#### [Actions to take]
(A) Please print the section of the passage below on Páez taking command in 1816, from "In September 1816, Lieutenant" to "under Colonel Santander.".
(B) In the passage below on Páez taking command in 1816, which officer led the third cavalry division?
(C) Write the next part of the passage below on Páez taking command in 1816, starting after its final sentence.

#### [Document extract]
──────

In September 1816, Lieutenant Colonel José Antonio Páez assumed command of the army, despite holding a lower rank than Santander. Demonstrating a commitment to the collective cause, Santander accepted the decision and subordinated himself to Páez’s leadership. Upon consolidating his authority, Páez took control not only of the military forces but also of the provisional civilian government under President Serrano, whom he instructed to relinquish his administrative duties. This transition resulted in General Serviez’s removal from his position as governmental advisor.

Páez then undertook a major reorganization of the Patriot forces, dividing the army into three cavalry divisions. The first was placed under the command of General Urdaneta, the second under General Serviez, and the third under Colonel Santander.

──────

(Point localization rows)
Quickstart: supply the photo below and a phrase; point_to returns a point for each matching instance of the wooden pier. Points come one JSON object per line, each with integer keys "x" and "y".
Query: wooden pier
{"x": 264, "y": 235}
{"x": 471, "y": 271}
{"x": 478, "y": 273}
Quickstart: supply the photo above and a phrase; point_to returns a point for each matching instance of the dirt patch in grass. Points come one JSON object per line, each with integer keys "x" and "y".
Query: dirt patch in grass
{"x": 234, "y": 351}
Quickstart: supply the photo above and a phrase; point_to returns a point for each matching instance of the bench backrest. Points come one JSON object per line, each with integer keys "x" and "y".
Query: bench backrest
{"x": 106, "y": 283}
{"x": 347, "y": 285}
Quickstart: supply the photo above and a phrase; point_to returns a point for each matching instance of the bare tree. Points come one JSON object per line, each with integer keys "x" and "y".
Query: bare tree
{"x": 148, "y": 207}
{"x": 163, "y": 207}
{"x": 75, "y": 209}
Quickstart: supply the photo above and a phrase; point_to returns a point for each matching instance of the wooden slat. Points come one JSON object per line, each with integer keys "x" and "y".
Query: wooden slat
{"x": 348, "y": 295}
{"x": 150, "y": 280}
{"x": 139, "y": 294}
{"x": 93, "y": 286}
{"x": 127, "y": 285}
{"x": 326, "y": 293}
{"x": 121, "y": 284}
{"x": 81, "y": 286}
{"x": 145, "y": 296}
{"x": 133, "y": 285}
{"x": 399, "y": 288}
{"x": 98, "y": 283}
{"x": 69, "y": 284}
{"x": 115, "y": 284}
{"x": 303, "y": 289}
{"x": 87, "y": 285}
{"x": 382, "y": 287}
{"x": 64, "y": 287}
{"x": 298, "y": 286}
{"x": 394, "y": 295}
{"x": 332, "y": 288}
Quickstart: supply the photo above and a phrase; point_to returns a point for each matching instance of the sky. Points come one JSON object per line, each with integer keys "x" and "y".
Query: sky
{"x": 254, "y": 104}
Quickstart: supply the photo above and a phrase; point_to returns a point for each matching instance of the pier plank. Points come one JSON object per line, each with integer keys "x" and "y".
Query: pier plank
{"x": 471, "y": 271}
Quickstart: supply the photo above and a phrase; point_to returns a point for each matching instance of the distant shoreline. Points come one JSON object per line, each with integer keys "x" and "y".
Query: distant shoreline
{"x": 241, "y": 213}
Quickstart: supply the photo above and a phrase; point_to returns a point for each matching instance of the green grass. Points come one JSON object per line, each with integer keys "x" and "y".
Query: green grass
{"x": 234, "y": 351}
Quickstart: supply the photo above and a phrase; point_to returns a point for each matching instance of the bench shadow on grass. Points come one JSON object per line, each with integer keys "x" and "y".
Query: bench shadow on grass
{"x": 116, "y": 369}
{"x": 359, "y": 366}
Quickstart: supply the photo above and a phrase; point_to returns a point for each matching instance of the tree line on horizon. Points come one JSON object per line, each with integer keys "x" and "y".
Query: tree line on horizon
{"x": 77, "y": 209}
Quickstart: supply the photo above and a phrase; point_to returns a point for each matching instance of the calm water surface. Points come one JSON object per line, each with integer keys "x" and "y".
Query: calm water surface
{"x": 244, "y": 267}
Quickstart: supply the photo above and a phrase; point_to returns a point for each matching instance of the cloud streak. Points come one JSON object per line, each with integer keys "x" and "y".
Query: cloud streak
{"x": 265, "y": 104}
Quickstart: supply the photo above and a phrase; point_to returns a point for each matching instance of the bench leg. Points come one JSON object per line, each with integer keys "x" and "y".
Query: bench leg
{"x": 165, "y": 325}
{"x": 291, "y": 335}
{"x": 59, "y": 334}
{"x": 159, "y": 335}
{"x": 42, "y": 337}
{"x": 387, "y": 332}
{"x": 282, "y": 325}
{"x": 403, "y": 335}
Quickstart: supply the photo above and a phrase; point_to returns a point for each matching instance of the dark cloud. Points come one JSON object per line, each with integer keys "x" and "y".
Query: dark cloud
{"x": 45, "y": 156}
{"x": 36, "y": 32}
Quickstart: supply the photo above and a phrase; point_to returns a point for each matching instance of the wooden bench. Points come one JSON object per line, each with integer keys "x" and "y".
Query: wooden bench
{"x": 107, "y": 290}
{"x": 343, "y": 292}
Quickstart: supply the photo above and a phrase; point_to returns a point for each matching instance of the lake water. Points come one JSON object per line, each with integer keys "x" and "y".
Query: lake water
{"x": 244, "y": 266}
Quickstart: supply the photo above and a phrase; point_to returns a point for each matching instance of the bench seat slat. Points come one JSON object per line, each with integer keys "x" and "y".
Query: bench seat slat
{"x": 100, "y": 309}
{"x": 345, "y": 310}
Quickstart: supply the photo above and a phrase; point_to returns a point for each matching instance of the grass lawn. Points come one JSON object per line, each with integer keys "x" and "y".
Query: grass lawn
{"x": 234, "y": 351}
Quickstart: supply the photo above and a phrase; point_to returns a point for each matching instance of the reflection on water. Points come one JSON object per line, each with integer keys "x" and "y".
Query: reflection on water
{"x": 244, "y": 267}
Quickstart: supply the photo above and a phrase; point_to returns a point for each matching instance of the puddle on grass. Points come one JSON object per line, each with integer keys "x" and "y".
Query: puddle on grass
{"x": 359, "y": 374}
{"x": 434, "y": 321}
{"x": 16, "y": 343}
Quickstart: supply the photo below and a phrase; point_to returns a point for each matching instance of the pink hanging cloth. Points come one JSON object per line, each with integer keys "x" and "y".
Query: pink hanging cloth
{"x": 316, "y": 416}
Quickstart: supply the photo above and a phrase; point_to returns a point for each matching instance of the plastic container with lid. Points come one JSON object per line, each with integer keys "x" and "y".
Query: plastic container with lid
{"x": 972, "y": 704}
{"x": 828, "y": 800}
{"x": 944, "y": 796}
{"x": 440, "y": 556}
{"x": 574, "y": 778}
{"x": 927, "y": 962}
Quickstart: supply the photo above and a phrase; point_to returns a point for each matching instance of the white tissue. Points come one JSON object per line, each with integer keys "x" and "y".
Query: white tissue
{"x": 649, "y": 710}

──────

#### [Answers given]
(A)
In September 1816, Lieutenant Colonel José Antonio Páez assumed command of the army, despite holding a lower rank than Santander. Demonstrating a commitment to the collective cause, Santander accepted the decision and subordinated himself to Páez’s leadership. Upon consolidating his authority, Páez took control not only of the military forces but also of the provisional civilian government under President Serrano, whom he instructed to relinquish his administrative duties. This transition resulted in General Serviez’s removal from his position as governmental advisor.

Páez then undertook a major reorganization of the Patriot forces, dividing the army into three cavalry divisions. The first was placed under the command of General Urdaneta, the second under General Serviez, and the third under Colonel Santander.

(B) Colonel Santander.

(C)
By the end of September, Páez initiated an offensive campaign. His forces advanced toward the town of Achaguas, where the Spanish had stationed a substantial contingent. On October 8, 1816, the Patriot army engaged Spanish cavalry forces under Colonel Francisco López at the Battle of El Yagual. General Serviez and his brigade were ordered to charge the enemy—a maneuver they executed successfully in coordination with the other Patriot units. The battle, marked by intense and bloody combat, concluded in a decisive victory for Páez’s Army of Apure.

== Death ==
Shortly after the victory at Hato Yagual, Serviez, who had been complaining of health issues, retired—with General Páez's permission—to a small estate owned by a woman named Presentación, located in an area known as "El Chorrerón," about one league from Achaguas, in order to recover from his fatigue. In the early hours of the night on November 30, 1816, four men appeared at the door claiming to be messengers from the army with orders for the general to report immediately to the camp. They then led him to a nearby forest, where he was assassinated.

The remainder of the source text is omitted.